§ Material for this exercise
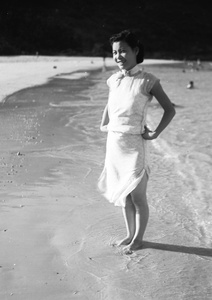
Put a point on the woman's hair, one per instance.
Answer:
(130, 38)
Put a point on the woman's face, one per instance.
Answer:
(124, 55)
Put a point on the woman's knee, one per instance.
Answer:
(138, 196)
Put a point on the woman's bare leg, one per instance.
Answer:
(139, 200)
(129, 218)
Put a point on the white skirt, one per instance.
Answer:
(125, 164)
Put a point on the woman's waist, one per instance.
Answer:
(122, 125)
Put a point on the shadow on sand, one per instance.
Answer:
(175, 248)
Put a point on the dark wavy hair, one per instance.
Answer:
(130, 38)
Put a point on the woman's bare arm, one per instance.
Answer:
(169, 112)
(105, 120)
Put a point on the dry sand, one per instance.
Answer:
(55, 228)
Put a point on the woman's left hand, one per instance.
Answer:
(149, 134)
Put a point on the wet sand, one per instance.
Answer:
(57, 231)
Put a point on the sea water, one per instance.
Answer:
(179, 189)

§ Exercise
Copy nothing except the lines from the one holding "Put a point on the wet" through the last line of the data above, and return them exactly.

§ Written reply
Put a point on the wet sand, one per instance.
Answer:
(57, 231)
Put a point on the sea water, one per instance.
Answer:
(179, 189)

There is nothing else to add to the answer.